What to work on - For this exercise, print all of the entries exactly as given.

Data records -
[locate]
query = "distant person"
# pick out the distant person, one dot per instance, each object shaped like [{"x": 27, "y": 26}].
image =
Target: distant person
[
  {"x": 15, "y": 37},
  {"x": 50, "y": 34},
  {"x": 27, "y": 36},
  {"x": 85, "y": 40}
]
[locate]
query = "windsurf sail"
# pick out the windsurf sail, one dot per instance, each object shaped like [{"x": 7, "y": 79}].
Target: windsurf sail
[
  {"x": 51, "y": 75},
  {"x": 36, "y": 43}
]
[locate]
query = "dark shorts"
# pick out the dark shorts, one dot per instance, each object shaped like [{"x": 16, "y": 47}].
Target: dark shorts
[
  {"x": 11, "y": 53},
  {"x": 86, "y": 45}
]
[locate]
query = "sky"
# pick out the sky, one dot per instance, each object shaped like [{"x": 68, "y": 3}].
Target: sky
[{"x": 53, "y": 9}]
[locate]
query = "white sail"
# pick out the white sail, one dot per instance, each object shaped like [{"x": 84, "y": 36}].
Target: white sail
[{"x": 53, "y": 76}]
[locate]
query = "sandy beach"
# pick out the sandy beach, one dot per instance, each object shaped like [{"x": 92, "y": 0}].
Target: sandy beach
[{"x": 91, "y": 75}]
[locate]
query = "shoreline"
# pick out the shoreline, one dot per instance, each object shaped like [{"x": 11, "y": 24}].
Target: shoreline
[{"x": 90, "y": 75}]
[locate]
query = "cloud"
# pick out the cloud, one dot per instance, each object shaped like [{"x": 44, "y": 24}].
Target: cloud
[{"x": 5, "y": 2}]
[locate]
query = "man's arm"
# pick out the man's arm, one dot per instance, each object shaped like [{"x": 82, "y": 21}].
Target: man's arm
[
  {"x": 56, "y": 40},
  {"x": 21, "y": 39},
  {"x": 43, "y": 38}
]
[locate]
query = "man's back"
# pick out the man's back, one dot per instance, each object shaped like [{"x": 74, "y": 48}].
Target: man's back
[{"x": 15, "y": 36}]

Response to the task -
[locate]
query = "distant person"
# pick out the distant person, one dot per instance, each object shaped like [{"x": 27, "y": 26}].
image =
Target: distant person
[
  {"x": 15, "y": 37},
  {"x": 50, "y": 34},
  {"x": 27, "y": 36},
  {"x": 85, "y": 40}
]
[locate]
query = "windsurf sail"
# pick out the windsurf sail, one dot per instance, each object shaped like [{"x": 7, "y": 79}].
Target: windsurf sail
[
  {"x": 51, "y": 75},
  {"x": 36, "y": 43}
]
[locate]
query = "dark shorts"
# pick out the dark shorts, one dot per instance, each object shaped like [{"x": 16, "y": 47}].
Target: dark shorts
[
  {"x": 11, "y": 53},
  {"x": 86, "y": 45}
]
[locate]
query = "sky"
# pick out the sky, one dot per instance, each object shaped like [{"x": 68, "y": 3}].
Target: sky
[{"x": 53, "y": 9}]
[locate]
query = "white sail"
# pick out the white sail, one dot per instance, each object shaped like [{"x": 84, "y": 36}].
Target: white sail
[{"x": 53, "y": 76}]
[locate]
query = "sandy beach"
# pick out the sandy beach, one dot per instance, each object shaped like [{"x": 92, "y": 0}].
Target: sandy beach
[{"x": 91, "y": 75}]
[locate]
query = "shoreline"
# pick out the shoreline, one dot per instance, each object shaped like [{"x": 11, "y": 24}].
Target: shoreline
[{"x": 90, "y": 75}]
[locate]
query = "cloud"
# pick out the cloud, one dot per instance, each object shaped like [{"x": 44, "y": 24}].
Target: cloud
[{"x": 5, "y": 2}]
[locate]
query = "man's arm"
# pick out the man's arm, one dot per instance, each object shaped like [{"x": 82, "y": 21}].
Target: man's arm
[
  {"x": 56, "y": 40},
  {"x": 21, "y": 39},
  {"x": 43, "y": 38}
]
[locate]
query = "man's back"
# pick out the man's back, one dot per instance, each object shaped like [{"x": 74, "y": 48}].
Target: man's back
[{"x": 15, "y": 36}]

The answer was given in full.